## Required action 1
In the article about Foremost Farms, about how many cows does Aspirin Acres currently milk, and how many times a day?
## Required action 2
According to the article about Foremost Farms, why did the company's letter ask members to reduce their milk production?

## Text excerpt
....
Dairy farmers throughout Wisconsin who are members of Foremost Farms of Baraboo received a letter around March 20 from the milk processing company asking them “to voluntarily reduce your milk production to the best of your ability.”

Director of Communications Syd Lindner wrote in an email Thursday that the company understands “the frustration farmers and others feel during this unprecedented time.”

“We have asked our members to manage their milk production due to the current market uncertainty,” Lindner wrote. “We are working with our members on a plan that best works for their individual business.”

The market uncertainty is being caused by the novel coronavirus, according to the letter.

“Due to the extreme nature of the coronavirus situation and the impact on the economy, we believe the ability to pick up and process your milk could be compromised,” states the letter signed by CEO Greg Schlafer and Board Chairman David Scheevel.

The letter tells members “now is the time to consider a little extra culling of your herds, or drying off some cows early,” and “to be prepared for scenarios that would require our members to dump milk on member farms, ship milk to digestors, or dispose of in some other manner.”

Lindner did not say why the company has concerns over its ability to pick up or process milk, but the letter says Foremost is preparing for reductions in employees at Foremost plants and in their customers’ processing plants.

Dan Benish has been a farmer for decades. He still serves as a partner running Aspirin Acres along Highway V near Lodi. His multi-generational farm, which currently milks about 380 cows three times a day, contracts with Foremost Farms.

Benish read the letter, which also references “follow up” with field representatives. Talking to someone directly helped him better understand what Foremost means to do.

“To me, it’s more or less precautionary,” Benish said. “Having gotten some clarification, it’s like everybody else, it’s pre-planning. If you’re not thinking ahead, you’re behind.”

Benish said in talks with his field representative, he understands it’s a possibility, not a directive to dump milk on their land just yet.

In conversations with the representative, Benish said he knows that as long as plant employees are healthy they can process the milk. But if companies they serve can’t purchase it, they won’t be able to take members’ milk. Benish, who runs the farm along with his brother and a nephew, said Aspirin Acres’ milk has been insured at 50% because of financial concerns he’s had for the last year in a struggling dairy market that saw more than 800 Wisconsin farms shut down in 2019.

“Having talked with the field man, I feel much more confident,” Benish said, adding that “things could change.”

Other members who received the letter said they thought COVID-19 may be an excuse for the company to cut costs after struggling in a tough market. Foremost Farms sold a plant in Rothschild (near Wausau) and cut 110 employees in March 2018, according to a release from the Wisconsin Department of Workforce Development.

Dave and Judy Kirchner of Kirchner Dairy Farm in Kenosha wrote a letter to state Rep. Samantha Kerkman and Sen. Robert Wirch asking for help in bringing attention to a possible food supply issue.

“Our biggest concern is that we may not get paid for our product because they are so far in the hole,” the co-owners wrote. “We believe Foremost Farms is using the COVID-19 as a scapegoat for their financial problems.”

If it is an excuse, it’s a good one, Benish said.

“It’s not like it’s not out there,” he said, referencing a son in New York currently recovering from the coronavirus.

Two other of his children recently lost their jobs because of the financial effect of state-mandated business closures.

“There’s a lot of things that aren’t doing so well right now,” Benish said.

Lindner did not provide a response to the claims that the company may be looking to regain revenue with COVID-19 as an excuse.

“The success of our member owners is critical to us,” she wrote in the email. “We operate in their best interest. Everything we do is to ensure the short and long term success of the cooperative. Farmers and the dairy industry have faced many challenges over the past few years. Our cooperative is no exception.”
....
## Data under study

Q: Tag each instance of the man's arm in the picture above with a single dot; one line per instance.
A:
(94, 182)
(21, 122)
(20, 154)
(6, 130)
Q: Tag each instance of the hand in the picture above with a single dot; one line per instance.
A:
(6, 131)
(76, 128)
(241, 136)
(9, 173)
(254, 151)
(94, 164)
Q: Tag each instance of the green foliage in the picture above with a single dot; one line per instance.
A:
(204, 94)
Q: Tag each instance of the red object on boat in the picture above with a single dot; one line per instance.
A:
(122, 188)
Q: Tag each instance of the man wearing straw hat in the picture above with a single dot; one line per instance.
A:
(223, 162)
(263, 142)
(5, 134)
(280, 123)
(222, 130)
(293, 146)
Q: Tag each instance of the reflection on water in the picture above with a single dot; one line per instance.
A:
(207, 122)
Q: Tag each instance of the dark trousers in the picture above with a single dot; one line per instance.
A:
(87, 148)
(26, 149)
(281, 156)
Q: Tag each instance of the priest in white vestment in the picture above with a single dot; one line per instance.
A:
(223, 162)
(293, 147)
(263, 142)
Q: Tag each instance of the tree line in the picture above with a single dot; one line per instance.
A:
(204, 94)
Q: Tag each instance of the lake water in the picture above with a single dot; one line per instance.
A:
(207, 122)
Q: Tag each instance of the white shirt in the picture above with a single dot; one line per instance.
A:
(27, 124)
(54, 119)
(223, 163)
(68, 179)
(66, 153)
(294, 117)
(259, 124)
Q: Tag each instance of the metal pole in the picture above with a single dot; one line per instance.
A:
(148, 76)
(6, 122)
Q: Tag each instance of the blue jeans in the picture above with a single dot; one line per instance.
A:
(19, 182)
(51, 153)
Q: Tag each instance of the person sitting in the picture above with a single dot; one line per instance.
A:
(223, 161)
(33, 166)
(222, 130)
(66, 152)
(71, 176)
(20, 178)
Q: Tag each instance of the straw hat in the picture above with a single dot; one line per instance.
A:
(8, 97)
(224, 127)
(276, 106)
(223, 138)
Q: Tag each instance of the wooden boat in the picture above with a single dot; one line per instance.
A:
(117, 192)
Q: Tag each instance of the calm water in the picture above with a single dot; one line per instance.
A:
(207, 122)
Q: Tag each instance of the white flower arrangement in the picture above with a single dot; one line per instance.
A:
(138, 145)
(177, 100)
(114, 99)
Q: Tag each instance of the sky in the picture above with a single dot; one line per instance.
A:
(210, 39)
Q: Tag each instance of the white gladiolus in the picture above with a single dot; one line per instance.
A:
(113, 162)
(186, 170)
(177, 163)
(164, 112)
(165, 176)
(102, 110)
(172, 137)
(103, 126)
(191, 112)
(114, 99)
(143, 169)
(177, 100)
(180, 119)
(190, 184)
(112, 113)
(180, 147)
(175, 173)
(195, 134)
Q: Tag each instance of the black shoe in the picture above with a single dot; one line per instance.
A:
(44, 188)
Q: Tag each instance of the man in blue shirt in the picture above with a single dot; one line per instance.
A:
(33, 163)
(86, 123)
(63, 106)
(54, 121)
....
## Exercise output 1
About 380 cows, three times a day.

## Exercise output 2
The company cited market uncertainty caused by the novel coronavirus. Its letter said the situation's impact on the economy could compromise its ability to pick up and process members' milk. It was preparing for fewer employees at its own plants and at customers' processing plants.